▶ Exercise:
Below is a listing; repeat exactly the lines from the one containing "Q: Mark a point on every instance of the house" to the one containing "Q: Mark a point on every instance of the smartphone", both included.
Start of Records to use
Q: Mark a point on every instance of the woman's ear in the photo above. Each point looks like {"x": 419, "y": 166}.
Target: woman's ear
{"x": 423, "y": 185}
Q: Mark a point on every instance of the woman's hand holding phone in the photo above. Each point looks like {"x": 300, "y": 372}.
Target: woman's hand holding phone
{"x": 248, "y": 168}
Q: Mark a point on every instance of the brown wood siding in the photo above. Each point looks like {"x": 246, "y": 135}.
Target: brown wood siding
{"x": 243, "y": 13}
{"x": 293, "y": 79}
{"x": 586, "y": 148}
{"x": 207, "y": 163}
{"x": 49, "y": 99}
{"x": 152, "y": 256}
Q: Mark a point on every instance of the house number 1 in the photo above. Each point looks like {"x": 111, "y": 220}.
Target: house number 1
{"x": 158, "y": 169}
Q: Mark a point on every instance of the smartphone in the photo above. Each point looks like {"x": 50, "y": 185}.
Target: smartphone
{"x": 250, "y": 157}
End of Records to use
▶ Reply to the exercise:
Q: Mark a point on every instance of the house number 1 in the photo above. Each point looks like {"x": 111, "y": 220}.
Target: house number 1
{"x": 158, "y": 169}
Q: Mark a point on every instance of the smartphone in the photo above. Each point looks like {"x": 50, "y": 185}.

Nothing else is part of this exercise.